[Article]
** begin **
Sunday, August 5, 2018

How To: Food Photography

How To: Photograph Food 

Whether you are filming your first food documentary or trying to step up your Instagram game, food photography can be very difficult to get right. Many times, you only have one chance to get the shot depending on temperature and timeframe. 

What you will need

·     Food (Hopefully you have many backups of the same subject)
·     Large window or natural light source
·     Some type of diffusion material; a bedsheet, shower curtain, laundry sheets, etc.
·     A white material for bouncing light; white piece of paper, use of walls, t shirt, etc.
·     A dark material for cutting light; black piece of paper, dark cloth, book, etc.
·     Textured materials: Wooden table, table clothes, napkins, etc.
·     Color contrast: Complimentary or contrasting colors that will make your subject pop!
·     INSPIRATION! 








Let’s Do This!

1.    First step is to pick the dish or item you wish to photograph. You will want to take note of every color on this dish, every texture, and anything else this dish will involve such as steam, smoke, melty gooey, etc. Once you pick your subject, you will want to find something similar in color to put in your frame as you set up your lighting.

Pro Tip: If the dish is extremely hot or heat involved, keep a torch or some type of heat source right off frame to add some quick reheating if needed.
** end **
[Provided data]
** begin **
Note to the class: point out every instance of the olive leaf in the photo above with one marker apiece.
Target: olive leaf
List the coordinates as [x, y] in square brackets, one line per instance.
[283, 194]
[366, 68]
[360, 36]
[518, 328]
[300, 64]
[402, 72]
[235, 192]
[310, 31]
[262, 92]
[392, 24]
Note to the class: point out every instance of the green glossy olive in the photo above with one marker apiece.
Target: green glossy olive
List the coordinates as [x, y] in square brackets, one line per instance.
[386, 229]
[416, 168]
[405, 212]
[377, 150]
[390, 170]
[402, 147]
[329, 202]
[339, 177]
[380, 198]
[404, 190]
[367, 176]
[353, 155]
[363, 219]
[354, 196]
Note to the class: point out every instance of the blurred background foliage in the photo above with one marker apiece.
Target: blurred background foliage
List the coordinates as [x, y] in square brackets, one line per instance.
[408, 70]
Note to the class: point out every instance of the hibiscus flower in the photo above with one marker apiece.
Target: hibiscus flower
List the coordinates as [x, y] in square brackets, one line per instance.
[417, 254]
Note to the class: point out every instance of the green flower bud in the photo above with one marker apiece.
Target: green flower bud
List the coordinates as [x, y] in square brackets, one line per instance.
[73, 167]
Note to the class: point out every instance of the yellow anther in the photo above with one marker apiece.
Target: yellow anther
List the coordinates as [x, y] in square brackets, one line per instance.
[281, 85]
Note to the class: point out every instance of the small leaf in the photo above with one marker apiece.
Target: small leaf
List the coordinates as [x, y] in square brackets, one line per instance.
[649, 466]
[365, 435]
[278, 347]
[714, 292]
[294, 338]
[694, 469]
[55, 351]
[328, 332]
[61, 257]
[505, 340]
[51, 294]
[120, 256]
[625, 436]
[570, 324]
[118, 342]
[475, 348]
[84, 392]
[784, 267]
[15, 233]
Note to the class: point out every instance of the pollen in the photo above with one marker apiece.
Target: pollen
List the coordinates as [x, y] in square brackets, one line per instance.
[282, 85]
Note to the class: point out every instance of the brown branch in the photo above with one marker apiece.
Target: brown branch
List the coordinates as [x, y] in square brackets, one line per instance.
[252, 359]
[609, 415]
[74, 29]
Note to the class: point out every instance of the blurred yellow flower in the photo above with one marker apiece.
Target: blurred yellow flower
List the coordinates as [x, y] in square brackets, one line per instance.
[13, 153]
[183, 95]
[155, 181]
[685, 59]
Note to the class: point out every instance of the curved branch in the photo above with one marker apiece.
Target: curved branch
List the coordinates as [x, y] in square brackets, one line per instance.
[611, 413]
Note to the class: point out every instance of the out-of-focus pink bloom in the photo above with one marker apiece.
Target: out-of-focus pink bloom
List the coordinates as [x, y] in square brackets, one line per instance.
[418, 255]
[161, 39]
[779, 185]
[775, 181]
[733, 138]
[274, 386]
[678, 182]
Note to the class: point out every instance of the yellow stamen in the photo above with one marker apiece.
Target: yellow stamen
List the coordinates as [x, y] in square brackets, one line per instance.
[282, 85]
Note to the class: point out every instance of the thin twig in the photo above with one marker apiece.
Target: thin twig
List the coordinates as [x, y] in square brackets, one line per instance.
** end **
Copy the food photography guide word for word, from "How To: Food" up to and including "cloth, book, etc.".

[Expected output]
How To: Food Photography

How To: Photograph Food 

Whether you are filming your first food documentary or trying to step up your Instagram game, food photography can be very difficult to get right. Many times, you only have one chance to get the shot depending on temperature and timeframe. 

What you will need

·     Food (Hopefully you have many backups of the same subject)
·     Large window or natural light source
·     Some type of diffusion material; a bedsheet, shower curtain, laundry sheets, etc.
·     A white material for bouncing light; white piece of paper, use of walls, t shirt, etc.
·     A dark material for cutting light; black piece of paper, dark cloth, book, etc.